* [WHAT TO WORK ON]
Quote the whole listing word for word, please.
* BEGIN ENTRIES SHOWN *
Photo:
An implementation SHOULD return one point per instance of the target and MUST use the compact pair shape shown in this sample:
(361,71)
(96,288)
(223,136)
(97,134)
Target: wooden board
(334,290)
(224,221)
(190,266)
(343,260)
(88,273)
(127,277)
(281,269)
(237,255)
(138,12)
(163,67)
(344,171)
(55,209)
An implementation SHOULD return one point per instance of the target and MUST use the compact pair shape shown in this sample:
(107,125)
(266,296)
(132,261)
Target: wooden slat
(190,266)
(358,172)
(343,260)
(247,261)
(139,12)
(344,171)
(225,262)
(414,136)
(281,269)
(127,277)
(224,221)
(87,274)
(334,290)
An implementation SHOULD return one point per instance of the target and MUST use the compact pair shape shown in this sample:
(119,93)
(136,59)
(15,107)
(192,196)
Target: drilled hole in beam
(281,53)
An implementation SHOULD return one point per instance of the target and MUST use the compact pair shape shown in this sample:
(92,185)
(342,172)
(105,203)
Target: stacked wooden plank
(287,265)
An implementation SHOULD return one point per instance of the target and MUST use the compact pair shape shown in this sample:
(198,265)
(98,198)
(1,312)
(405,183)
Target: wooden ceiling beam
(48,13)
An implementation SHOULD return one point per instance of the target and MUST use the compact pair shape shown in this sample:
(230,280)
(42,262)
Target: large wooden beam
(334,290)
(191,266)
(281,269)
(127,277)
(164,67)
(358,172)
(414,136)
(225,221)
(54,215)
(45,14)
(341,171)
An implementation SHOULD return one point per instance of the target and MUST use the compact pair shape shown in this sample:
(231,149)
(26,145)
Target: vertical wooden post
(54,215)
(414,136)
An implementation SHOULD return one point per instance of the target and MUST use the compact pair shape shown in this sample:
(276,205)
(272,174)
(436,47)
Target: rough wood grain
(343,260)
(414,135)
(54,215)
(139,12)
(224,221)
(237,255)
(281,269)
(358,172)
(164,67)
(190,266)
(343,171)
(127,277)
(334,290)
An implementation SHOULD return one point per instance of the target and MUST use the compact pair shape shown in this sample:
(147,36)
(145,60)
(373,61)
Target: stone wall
* END ENTRIES SHOWN *
* [SOLVED PROBLEM]
Photo:
An implementation SHOULD return one point per instance of the target and MUST use the compact pair shape shown in this sample:
(361,71)
(96,288)
(223,136)
(97,134)
Target: wooden board
(334,290)
(224,221)
(190,266)
(343,260)
(88,273)
(127,277)
(281,269)
(237,255)
(138,12)
(163,67)
(344,171)
(55,209)
An implementation SHOULD return one point per instance of the target and MUST use the compact pair shape shown in this sample:
(107,125)
(266,296)
(132,261)
Target: wooden slat
(190,266)
(358,172)
(343,260)
(247,261)
(139,12)
(344,171)
(225,262)
(414,136)
(281,269)
(127,277)
(224,221)
(87,274)
(334,290)
An implementation SHOULD return one point per instance of the target and MUST use the compact pair shape shown in this sample:
(119,93)
(136,59)
(15,107)
(192,196)
Target: drilled hole in beam
(281,53)
An implementation SHOULD return one point per instance of the target and MUST use the compact pair shape shown in this sample:
(92,185)
(342,172)
(105,203)
Target: stacked wooden plank
(287,265)
An implementation SHOULD return one point per instance of the target and MUST use the compact pair shape shown in this sample:
(198,265)
(98,198)
(1,312)
(405,183)
Target: wooden ceiling beam
(48,13)
An implementation SHOULD return one point per instance of the target and MUST use the compact pair shape shown in this sample:
(230,280)
(42,262)
Target: large wooden beam
(334,290)
(191,266)
(281,269)
(127,277)
(164,67)
(358,172)
(414,136)
(225,221)
(54,215)
(45,14)
(341,171)
An implementation SHOULD return one point per instance of the target and MUST use the compact pair shape shown in this sample:
(231,149)
(26,145)
Target: vertical wooden post
(54,215)
(414,136)
An implementation SHOULD return one point per instance of the target and MUST use the compact pair shape shown in this sample:
(276,205)
(272,174)
(436,47)
Target: rough wood grain
(343,260)
(414,135)
(54,215)
(139,12)
(224,221)
(237,255)
(281,269)
(358,172)
(164,67)
(190,266)
(343,171)
(127,277)
(334,290)
An implementation SHOULD return one point per instance of the target and MUST use the compact pair shape shown in this sample:
(147,36)
(145,60)
(373,61)
Target: stone wall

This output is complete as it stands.